Unless greenhouse emissions are drastically reduced, colonies of emperor penguins will be on the brink of extinction as early as 2100, experts warn.
Emperor penguins are endemic to Antarctica, and the frozen continent is home to 54 such colonies. At present, approximately 595,000 adult Emperor penguins are believed to be alive, according to the World Wide Fund for Nature. They are the largest among all known species of penguins, and live for around 15-20 years in the wild.
Currently, emperor penguins are classified as “near threatened,” according to the International Union for the Conservation of Nature.
However, the new study, published this week in Global Change Biology, warns that 98% of emperor penguin colonies will become quasi-extinct by 2100 if climate change fueled by greenhouse gas emissions continues at the present rate. In fact, by 2050, at least, two-thirds of these colonies would be quasi-extinct.
“Quasi-extinction” is a term used to describe a scenario, where a “population may be doomed to extinction even if there are still individuals alive.”
“The life-cycle of Emperor penguins is tied to having stable sea ice, which they need to breed, to feed, and to molt,” Stephanie Jenouvrier, an associate scientist of biology at the Woods Hole Oceanographic Institution in the U.S., who led the study, told The Washington Post.
Related on The Swaddle:
A Zoologist’s Century‑Old Expedition Notes Reveal Penguins’ Depraved Sexual Behavior
Basically, emperor penguins have a very “narrow comfort zone” — scientists call it the “Goldilocks’ zone.”
“If there is too little sea ice, chicks can drown when sea ice breaks up early; if there is too much sea ice, foraging trips become too long and more arduous, and the chicks may starve,” Jenouvrier noted.
But climate change has begun melting this comfort zone away. In fact, in 2016, an entire colony of emperor penguins was effectively wiped out when the ice shelf they were on collapsed, and about 10,000 chicks, who hadn’t yet learnt to swim, drowned.
“The greatest threat emperor penguins face is climate change,” Jenouvrier wrote in The Conversation.
However, it isn’t too late yet. “[Climate change] will disrupt the sea ice cover they rely on unless governments adopt policies that reduce the greenhouse gases driving global warming,” Jenouvrier added.
Jenouvrier worries that at the present pace of climate change, future generations may never get the “chance to meet these masters [emperor penguins] of the frozen world.”
“We need to act now, before it’s too late… And not just for penguins, for us, and for our children.”

Dataset entries
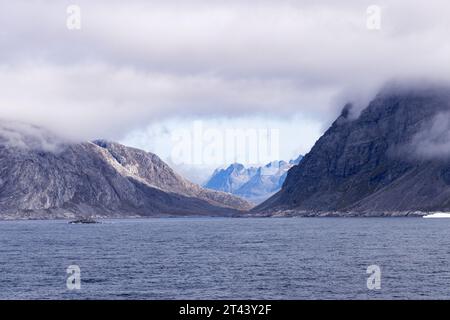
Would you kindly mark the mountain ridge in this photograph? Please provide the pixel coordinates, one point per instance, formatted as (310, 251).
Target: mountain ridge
(255, 184)
(99, 178)
(370, 165)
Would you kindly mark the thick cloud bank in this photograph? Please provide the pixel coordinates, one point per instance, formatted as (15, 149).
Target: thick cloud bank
(137, 62)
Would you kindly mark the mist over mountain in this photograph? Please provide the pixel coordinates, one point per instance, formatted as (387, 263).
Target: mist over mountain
(100, 178)
(393, 159)
(255, 184)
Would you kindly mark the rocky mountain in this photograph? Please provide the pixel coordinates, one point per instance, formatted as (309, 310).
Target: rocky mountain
(393, 159)
(41, 177)
(255, 184)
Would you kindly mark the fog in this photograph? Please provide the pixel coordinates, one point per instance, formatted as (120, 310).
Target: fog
(140, 62)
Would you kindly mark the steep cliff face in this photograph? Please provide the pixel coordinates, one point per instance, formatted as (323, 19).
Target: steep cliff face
(393, 158)
(99, 178)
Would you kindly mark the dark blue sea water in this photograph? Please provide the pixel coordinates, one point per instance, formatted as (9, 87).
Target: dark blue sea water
(225, 258)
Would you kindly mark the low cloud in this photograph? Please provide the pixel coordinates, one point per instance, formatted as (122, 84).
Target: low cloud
(24, 136)
(139, 62)
(433, 142)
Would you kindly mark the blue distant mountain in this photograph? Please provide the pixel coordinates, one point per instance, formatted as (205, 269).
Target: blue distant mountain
(255, 184)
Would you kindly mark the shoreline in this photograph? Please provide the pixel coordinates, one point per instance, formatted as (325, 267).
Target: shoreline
(268, 215)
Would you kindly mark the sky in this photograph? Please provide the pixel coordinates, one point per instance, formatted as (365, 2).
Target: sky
(176, 77)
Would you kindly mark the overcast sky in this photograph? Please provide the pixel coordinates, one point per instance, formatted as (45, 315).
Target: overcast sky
(136, 68)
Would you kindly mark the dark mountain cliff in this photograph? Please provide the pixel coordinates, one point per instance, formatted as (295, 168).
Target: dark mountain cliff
(392, 159)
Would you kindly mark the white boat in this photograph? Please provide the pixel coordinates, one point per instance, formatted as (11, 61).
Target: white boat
(438, 215)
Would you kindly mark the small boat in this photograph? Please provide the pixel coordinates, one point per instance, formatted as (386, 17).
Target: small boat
(84, 221)
(437, 215)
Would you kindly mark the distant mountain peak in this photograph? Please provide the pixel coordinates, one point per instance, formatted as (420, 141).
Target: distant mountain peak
(254, 183)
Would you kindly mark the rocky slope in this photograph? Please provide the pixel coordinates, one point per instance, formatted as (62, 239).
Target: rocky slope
(392, 160)
(255, 184)
(48, 180)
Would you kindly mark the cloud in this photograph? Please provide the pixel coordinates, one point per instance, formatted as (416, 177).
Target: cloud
(24, 136)
(433, 142)
(139, 62)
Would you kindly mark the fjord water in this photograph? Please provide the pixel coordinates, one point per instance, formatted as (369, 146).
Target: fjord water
(226, 258)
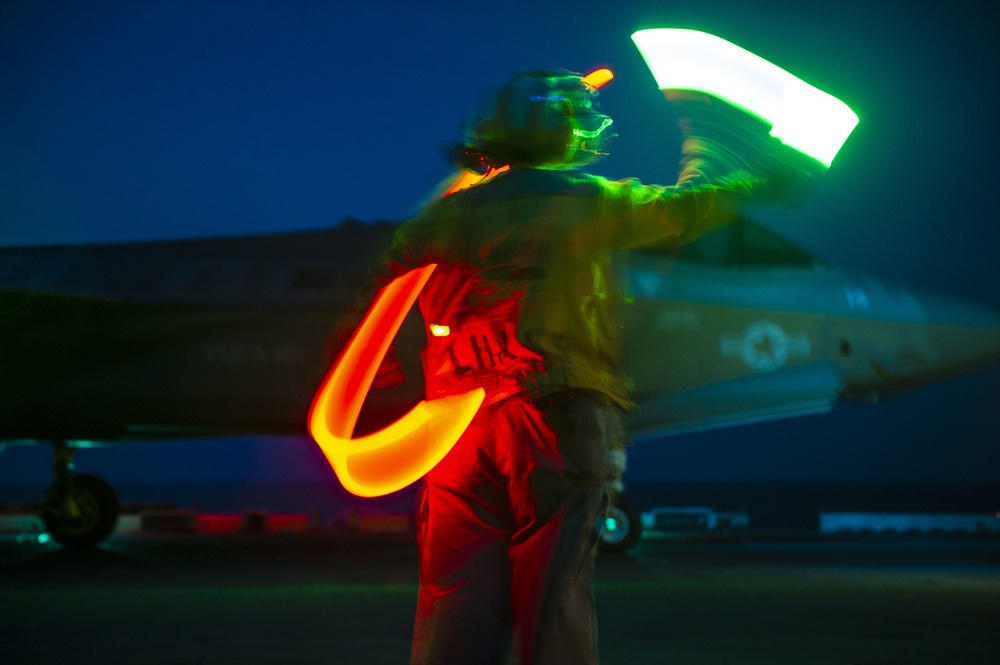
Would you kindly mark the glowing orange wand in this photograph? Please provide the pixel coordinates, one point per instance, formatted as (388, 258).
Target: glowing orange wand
(398, 455)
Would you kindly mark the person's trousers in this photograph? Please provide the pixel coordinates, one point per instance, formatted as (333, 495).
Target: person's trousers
(506, 532)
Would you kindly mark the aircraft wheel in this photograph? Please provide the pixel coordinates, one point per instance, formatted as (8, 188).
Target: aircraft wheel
(619, 527)
(83, 515)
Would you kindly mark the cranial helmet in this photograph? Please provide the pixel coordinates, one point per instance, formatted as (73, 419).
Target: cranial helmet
(545, 119)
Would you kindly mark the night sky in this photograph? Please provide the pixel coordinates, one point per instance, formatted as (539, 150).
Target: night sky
(143, 120)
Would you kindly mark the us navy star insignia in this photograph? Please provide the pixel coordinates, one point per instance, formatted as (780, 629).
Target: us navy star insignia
(765, 346)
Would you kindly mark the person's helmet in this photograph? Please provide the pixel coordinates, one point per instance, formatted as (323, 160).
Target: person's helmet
(544, 119)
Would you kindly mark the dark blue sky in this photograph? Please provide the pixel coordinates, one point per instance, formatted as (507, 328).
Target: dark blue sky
(133, 120)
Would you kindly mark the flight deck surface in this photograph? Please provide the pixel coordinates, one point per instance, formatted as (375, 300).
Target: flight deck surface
(322, 597)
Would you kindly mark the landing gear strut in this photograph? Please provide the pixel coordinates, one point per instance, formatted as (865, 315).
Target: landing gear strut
(79, 510)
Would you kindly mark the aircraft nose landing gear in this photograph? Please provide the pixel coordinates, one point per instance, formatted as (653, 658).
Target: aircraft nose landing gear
(79, 510)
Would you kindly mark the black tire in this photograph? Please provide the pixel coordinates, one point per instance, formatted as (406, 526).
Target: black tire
(98, 513)
(619, 527)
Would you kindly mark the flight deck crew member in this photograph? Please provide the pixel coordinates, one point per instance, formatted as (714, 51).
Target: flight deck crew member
(524, 304)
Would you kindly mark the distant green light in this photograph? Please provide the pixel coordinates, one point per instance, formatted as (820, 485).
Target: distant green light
(801, 116)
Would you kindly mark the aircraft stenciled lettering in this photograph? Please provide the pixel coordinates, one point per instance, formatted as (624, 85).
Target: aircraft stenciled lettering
(856, 298)
(287, 355)
(764, 346)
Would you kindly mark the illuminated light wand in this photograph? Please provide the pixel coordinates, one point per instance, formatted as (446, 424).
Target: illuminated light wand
(801, 116)
(399, 454)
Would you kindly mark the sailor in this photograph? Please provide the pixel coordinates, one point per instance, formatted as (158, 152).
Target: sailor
(524, 304)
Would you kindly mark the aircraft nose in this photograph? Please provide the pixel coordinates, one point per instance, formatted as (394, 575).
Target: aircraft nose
(963, 335)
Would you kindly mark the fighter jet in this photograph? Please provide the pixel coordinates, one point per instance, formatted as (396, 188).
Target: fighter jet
(110, 343)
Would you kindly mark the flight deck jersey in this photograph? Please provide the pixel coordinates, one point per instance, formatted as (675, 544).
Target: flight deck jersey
(527, 285)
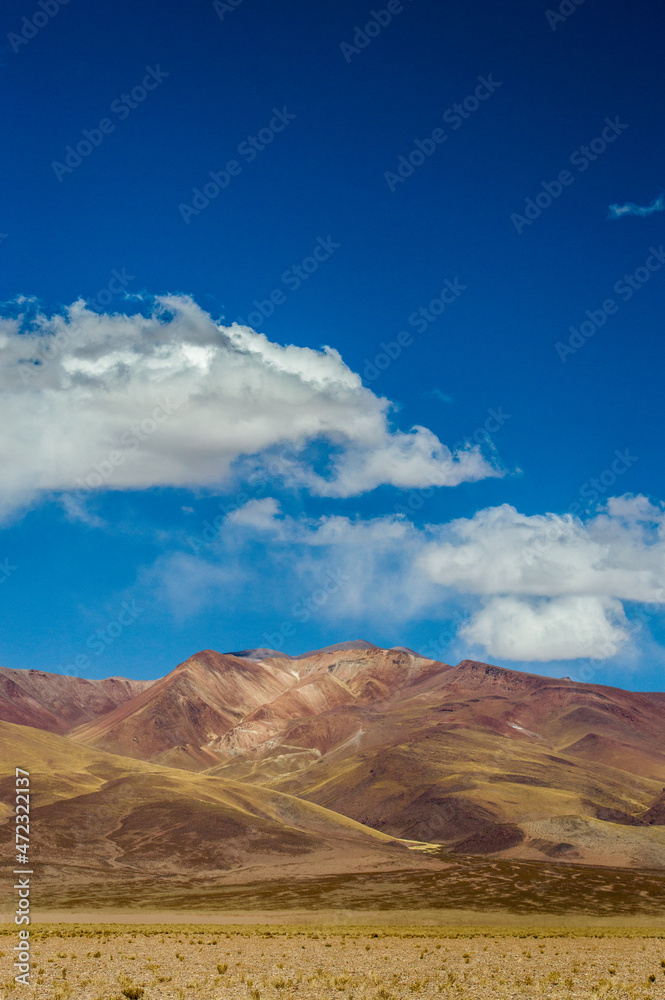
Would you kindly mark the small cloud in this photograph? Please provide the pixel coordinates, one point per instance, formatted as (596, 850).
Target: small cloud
(630, 208)
(76, 510)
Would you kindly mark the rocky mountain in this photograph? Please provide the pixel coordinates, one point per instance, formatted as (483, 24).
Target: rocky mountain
(56, 702)
(473, 757)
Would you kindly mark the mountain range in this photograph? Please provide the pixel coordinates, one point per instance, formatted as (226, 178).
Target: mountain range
(349, 758)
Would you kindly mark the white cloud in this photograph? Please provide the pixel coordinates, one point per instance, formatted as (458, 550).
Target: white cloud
(551, 587)
(564, 628)
(533, 588)
(173, 399)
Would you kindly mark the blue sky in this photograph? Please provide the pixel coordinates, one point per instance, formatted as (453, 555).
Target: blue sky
(407, 212)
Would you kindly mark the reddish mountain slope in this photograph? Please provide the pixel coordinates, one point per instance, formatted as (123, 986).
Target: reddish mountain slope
(474, 757)
(55, 702)
(178, 716)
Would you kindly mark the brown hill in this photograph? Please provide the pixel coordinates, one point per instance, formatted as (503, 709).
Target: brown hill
(176, 718)
(105, 817)
(56, 702)
(474, 757)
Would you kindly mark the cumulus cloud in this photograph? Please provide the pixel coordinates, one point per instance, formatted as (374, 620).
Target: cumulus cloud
(565, 628)
(551, 587)
(532, 588)
(630, 208)
(94, 401)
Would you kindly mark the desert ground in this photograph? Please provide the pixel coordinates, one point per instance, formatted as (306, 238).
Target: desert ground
(355, 962)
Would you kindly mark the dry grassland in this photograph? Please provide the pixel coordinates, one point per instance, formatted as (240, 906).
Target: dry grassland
(170, 962)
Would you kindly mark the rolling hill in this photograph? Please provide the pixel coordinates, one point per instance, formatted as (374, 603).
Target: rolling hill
(476, 758)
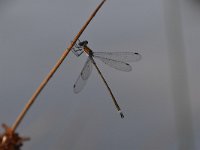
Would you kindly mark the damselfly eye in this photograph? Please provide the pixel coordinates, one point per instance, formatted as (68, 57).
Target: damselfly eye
(84, 43)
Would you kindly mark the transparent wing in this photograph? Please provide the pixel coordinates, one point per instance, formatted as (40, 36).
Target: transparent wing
(84, 75)
(116, 64)
(119, 56)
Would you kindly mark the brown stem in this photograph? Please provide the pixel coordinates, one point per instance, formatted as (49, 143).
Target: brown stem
(51, 73)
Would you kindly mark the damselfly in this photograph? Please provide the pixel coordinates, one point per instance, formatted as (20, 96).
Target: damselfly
(117, 60)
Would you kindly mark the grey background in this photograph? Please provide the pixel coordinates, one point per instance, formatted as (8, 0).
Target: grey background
(33, 35)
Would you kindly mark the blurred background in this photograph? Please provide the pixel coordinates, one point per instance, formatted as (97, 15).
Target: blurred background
(160, 97)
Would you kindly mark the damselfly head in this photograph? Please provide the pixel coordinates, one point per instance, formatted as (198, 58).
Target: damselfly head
(84, 43)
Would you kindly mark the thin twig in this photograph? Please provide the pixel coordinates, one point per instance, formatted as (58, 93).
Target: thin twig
(54, 69)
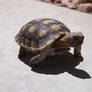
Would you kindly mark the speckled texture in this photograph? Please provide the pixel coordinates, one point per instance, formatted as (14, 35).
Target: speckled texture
(40, 32)
(16, 76)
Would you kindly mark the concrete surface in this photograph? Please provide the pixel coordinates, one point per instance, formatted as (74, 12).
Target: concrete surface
(17, 76)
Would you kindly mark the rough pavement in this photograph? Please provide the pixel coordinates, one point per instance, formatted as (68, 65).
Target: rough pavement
(17, 76)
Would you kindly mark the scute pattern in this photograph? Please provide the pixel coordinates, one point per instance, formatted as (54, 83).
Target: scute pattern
(40, 32)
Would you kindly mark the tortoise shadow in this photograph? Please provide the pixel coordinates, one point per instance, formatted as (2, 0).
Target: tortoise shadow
(58, 64)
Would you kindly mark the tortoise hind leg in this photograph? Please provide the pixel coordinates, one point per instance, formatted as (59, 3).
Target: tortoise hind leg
(22, 52)
(77, 51)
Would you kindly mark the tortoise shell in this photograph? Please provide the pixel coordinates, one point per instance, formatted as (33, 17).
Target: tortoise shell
(39, 33)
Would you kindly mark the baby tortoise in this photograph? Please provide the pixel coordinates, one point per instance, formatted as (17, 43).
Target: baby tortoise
(45, 37)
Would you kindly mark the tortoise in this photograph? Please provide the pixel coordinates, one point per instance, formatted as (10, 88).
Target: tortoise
(47, 37)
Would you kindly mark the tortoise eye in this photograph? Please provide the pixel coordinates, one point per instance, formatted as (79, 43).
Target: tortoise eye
(76, 37)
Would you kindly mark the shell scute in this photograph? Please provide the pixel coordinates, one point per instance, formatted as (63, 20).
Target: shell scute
(40, 32)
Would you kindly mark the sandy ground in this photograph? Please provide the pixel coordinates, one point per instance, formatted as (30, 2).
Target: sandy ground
(17, 76)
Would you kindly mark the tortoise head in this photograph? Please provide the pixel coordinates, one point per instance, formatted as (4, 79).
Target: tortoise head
(73, 39)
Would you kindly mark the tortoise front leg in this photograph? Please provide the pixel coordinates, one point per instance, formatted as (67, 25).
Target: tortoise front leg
(22, 52)
(77, 51)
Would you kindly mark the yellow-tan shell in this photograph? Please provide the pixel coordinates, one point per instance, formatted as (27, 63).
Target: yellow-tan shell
(39, 33)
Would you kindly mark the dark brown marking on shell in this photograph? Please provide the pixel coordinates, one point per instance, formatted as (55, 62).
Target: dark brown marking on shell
(55, 27)
(33, 44)
(42, 33)
(40, 39)
(32, 29)
(49, 42)
(48, 21)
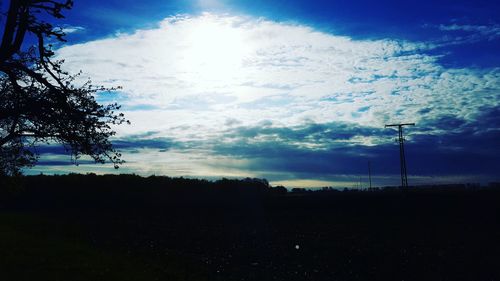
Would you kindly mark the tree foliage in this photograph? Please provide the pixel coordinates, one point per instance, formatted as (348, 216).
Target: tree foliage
(39, 101)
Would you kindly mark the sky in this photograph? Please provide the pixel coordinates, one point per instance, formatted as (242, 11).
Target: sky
(297, 92)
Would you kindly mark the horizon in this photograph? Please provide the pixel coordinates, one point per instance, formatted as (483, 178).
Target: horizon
(297, 93)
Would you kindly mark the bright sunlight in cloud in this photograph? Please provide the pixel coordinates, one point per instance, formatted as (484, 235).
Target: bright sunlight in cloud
(225, 88)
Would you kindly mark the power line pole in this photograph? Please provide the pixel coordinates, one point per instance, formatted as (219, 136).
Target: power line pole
(401, 140)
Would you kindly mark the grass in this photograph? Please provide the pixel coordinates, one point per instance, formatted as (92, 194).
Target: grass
(33, 247)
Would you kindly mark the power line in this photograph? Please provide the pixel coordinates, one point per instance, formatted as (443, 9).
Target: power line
(401, 140)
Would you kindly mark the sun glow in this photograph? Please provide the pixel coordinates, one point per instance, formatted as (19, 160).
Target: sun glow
(215, 51)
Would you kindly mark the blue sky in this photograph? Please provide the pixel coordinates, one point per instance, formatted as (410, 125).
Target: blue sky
(294, 91)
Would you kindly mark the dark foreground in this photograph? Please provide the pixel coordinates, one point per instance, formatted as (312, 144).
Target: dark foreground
(130, 228)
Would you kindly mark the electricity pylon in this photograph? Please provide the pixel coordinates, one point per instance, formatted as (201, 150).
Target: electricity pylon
(401, 140)
(370, 174)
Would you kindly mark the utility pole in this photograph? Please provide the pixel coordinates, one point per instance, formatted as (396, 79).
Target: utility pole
(401, 140)
(370, 174)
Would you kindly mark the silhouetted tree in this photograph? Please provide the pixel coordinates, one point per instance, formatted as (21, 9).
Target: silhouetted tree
(39, 101)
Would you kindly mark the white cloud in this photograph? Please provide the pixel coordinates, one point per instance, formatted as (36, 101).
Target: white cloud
(72, 29)
(203, 74)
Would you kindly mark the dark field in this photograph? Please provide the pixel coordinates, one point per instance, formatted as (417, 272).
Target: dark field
(132, 228)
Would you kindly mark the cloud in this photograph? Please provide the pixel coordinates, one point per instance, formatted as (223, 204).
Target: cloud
(224, 92)
(72, 29)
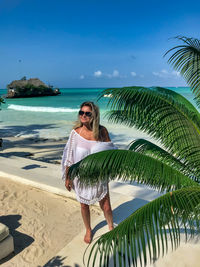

TASK ITEM:
Can you rewrite everything in the emperor penguin article from "Currently, emperor penguins" down to "would be quasi-extinct.", putting "functionally extinct" in place of "quasi-extinct"?

RESPONSE TO THE TASK:
Currently, emperor penguins are classified as “near threatened,” according to the International Union for the Conservation of Nature.
However, the new study, published this week in Global Change Biology, warns that 98% of emperor penguin colonies will become functionally extinct by 2100 if climate change fueled by greenhouse gas emissions continues at the present rate. In fact, by 2050, at least, two-thirds of these colonies would be functionally extinct.